Reproduce, unaltered, the line with "Please place a point on every instance of the rear" along with every line that follows it in the records, up to the last.
=== Begin Enclosure ===
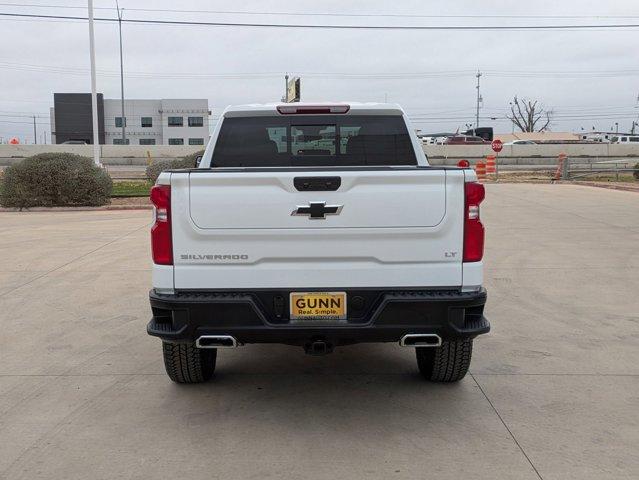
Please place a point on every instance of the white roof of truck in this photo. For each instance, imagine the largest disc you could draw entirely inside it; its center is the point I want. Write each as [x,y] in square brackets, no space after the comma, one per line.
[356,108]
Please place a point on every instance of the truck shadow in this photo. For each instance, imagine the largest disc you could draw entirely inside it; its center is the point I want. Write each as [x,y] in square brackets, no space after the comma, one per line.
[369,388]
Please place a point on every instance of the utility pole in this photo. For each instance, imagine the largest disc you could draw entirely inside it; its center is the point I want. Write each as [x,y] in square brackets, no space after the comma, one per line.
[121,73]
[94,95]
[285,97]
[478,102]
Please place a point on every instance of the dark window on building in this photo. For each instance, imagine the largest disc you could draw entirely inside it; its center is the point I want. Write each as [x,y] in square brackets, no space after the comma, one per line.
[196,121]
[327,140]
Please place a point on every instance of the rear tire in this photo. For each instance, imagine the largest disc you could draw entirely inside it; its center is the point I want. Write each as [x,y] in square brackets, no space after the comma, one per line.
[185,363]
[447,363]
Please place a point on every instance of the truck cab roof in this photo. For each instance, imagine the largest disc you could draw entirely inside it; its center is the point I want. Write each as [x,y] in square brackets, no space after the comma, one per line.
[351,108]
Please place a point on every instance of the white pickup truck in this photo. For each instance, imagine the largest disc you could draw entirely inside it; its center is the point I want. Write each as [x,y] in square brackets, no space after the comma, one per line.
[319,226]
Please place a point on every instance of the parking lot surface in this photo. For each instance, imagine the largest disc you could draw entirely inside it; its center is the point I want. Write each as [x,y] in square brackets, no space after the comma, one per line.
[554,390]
=== End Enclosure ===
**Expected answer**
Please place a point on every instance of the rear tire in this photo. For each instance, imagine the largest disc you could draw entirely inside it; its center is the point I want. Write each as [x,y] in square brackets, no space after the comma, one per line.
[185,363]
[447,363]
Please place a point on every instance of the truck cab roof in this photo. For each instance, imagine the largest disc you could draw entirely inside it; its center is the point I want. Write each as [x,y] in square brackets, no space after the comma, one per line.
[351,108]
Please place a point on every instance of the white pickup truck in this photo. For each instance, imagine the largest disc you could draw entirely inside it; its center is the point I want. Write each as [x,y] in square brackets, no space after the comma, one per line.
[319,226]
Please place a point on every instance of the parking lot surface in this photo. For each instance, imagine the largest disc you could draw entirely inside it; its center is the point I want. Write each as [x,y] in square brackets, no space after the comma, one per line.
[554,390]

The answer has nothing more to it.